Starting from the line that contains "Target: blurred person in background", reproduce each line exactly through the end of the material, and include no other lines.

▶ _Material shown_:

┌──

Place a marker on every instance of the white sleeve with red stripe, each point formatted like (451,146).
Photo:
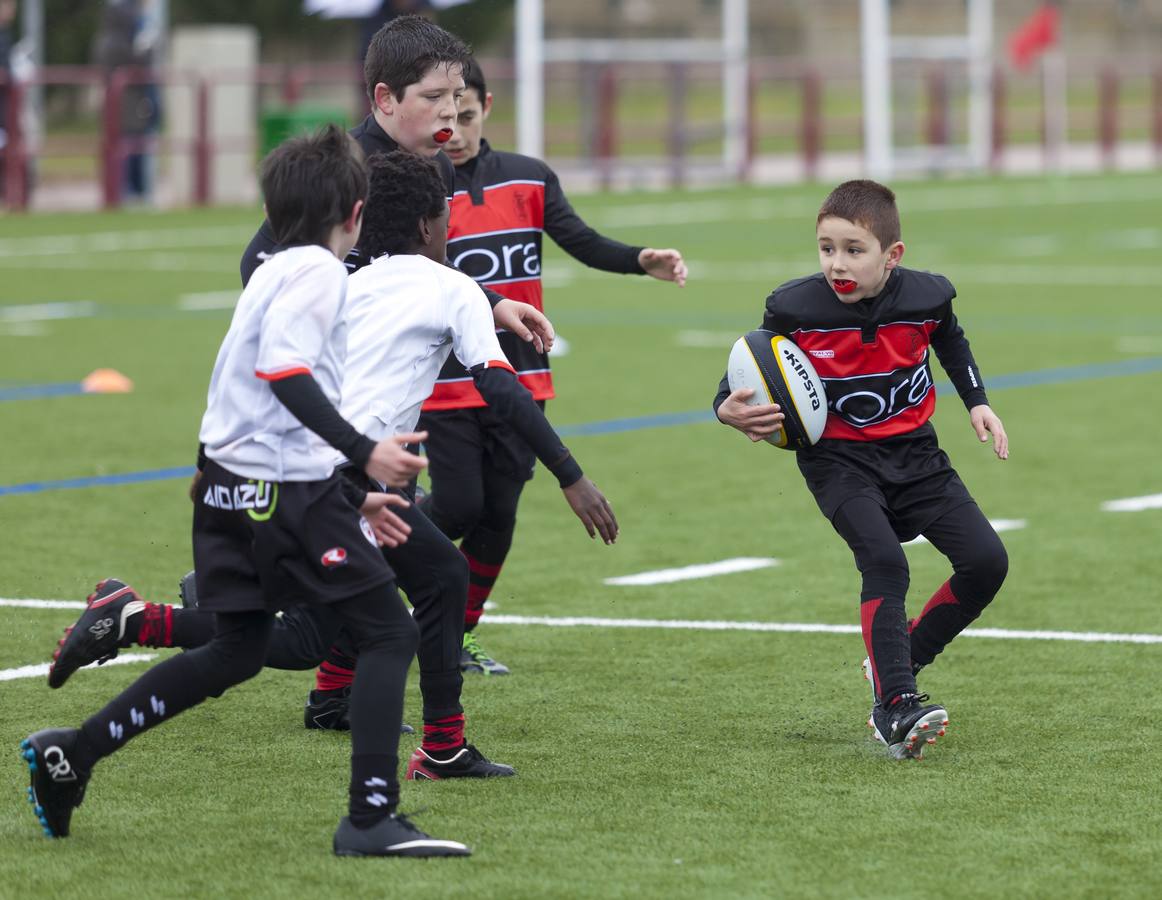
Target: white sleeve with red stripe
(296,324)
(474,340)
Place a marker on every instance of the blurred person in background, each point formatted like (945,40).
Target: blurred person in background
(128,37)
(7,16)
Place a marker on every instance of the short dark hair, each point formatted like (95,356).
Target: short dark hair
(474,78)
(867,203)
(404,188)
(406,49)
(310,184)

└──

▶ _Exercise answer_:
Target: blurred person in background
(128,37)
(7,16)
Place a marker on every instance of the short dark hair, each point formatted like (95,356).
Target: short dark hair
(474,78)
(867,203)
(404,188)
(406,49)
(310,184)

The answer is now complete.